Mailing List Archives
Authenticated access
|
|
|
[Date Prev][Date Next][Thread Prev][Thread Next][Date Index][Thread Index]
Re: [HTCondor-users] SharedPortServer: server was busy
- Date: Mon, 15 Feb 2016 14:40:38 -0600
- From: Todd Tannenbaum <tannenba@xxxxxxxxxxx>
- Subject: Re: [HTCondor-users] SharedPortServer: server was busy
On 2/15/2016 8:45 AM, Vladimir Brik wrote:
Hello.
SharedPortLog file on our central manager has a lot of entries like:
SharedPortServer: server was busy, failed to connect to collector as
requested by <172.16.223.61:40500>: Resource temporarily unavailable
(err=11)
Sometimes, I see hundreds of such messages generated per second every
few minutes.
Is the problem that the collector doesn't respond quickly enough, or
that shared_port can't handle the volume of connections, or something else?
It is the first case you mention - the problem is that the shared_port
tried to forward the connection to the collector, but the collector's
listen queue is full because the collector is not responsive enough.
Are there any configuration tweaks I could try to alleviate this?
What version of HTCondor are you running (always a good idea to let us
know...) ?
A while back we did fix a bug where the collector would periodically
pause when it was configured to use shared_port. I think this was
ultimately fixed in v8.4.4+ in stable series or v8.5.2+ in developer. If
this is the problem, then simply upgrading should fix it, or (if you
cannot upgrade for some reason) turning off shared port via
USE_SHARED_PORT=False. This would be my first guess, esp if your
collector seemed to be doing just fine before you started using it in
conjunction with shared_port.
But another possibility is your collector is simply overloaded. Some
possible problems with pithy solutions -
Q: Do you use strong authentication (SSL, GSI, etc) to your collector,
esp if you have execute nodes spread out over wide-area connections
(i.e. high latency networks) ? A: Consider horizontally scaling the
collector as described here:
https://htcondor-wiki.cs.wisc.edu/index.cgi/wiki?p=HowToConfigCollectors
Q: Do you have a lot (thousands) of slots behind private networks and
thus need to use CCB? A: Consider running additional instances of the
condor_collector just to handle CCB requests, separate from your central
manager collector
Q: Do you have a lot of users or monitoring scripts constantly running
condor_status ? A: Consider increasing COLLECTOR_QUERY_WORKERS setting
in your central manager condor_config to gain increased collector query
performance at the cost of greater memory usage.
Hope the above helps,
Todd

Provided information:
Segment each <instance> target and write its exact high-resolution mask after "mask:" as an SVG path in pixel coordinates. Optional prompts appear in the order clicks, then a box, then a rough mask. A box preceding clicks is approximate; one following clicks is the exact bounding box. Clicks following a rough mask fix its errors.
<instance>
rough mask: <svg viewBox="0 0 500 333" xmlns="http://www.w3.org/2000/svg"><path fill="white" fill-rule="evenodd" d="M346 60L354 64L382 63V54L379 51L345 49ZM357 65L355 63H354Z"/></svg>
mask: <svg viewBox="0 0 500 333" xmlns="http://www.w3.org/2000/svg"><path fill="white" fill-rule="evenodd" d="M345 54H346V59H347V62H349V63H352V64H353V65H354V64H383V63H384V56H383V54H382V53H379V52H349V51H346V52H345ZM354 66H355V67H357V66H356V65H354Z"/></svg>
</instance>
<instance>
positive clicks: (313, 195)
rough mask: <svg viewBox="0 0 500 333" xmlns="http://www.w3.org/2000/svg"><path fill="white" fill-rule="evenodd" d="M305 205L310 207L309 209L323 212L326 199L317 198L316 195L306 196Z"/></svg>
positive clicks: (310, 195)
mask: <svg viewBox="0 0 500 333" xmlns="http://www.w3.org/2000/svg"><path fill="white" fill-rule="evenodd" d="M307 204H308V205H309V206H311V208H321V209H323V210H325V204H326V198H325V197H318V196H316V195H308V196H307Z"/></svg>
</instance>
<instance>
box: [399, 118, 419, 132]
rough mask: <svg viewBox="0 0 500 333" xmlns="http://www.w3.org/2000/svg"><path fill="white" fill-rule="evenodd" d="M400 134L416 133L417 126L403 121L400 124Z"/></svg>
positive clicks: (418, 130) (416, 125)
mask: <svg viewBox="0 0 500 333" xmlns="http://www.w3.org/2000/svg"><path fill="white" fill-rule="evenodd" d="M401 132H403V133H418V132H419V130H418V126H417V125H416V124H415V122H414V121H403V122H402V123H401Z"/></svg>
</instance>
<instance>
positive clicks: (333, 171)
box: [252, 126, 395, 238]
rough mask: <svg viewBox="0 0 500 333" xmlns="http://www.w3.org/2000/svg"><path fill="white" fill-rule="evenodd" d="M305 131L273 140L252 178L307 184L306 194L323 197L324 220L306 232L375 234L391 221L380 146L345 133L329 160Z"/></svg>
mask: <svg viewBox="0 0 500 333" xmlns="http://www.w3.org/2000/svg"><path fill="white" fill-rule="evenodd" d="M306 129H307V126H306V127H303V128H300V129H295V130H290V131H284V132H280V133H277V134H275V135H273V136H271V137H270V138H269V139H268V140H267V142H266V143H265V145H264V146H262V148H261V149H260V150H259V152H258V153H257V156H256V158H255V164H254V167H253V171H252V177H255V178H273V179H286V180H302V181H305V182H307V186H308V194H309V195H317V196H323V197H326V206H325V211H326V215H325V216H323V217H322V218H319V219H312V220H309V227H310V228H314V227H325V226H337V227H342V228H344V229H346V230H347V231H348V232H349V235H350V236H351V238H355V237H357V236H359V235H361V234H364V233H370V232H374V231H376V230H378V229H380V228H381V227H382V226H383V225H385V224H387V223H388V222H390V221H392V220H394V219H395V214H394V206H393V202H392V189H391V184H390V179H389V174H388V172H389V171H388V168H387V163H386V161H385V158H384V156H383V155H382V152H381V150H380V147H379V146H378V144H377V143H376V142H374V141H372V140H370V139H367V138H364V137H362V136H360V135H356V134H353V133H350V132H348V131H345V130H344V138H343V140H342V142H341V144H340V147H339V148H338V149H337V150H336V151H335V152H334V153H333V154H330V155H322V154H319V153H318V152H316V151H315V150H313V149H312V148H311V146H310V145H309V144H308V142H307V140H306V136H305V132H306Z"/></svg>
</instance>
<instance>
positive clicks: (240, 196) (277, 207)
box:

Assigned task: In the mailing list reply, which setting is suggested for increasing when many users or monitoring scripts constantly run condor_status? The data that comes next has nothing to do with the mailing list reply.

Your response: COLLECTOR_QUERY_WORKERS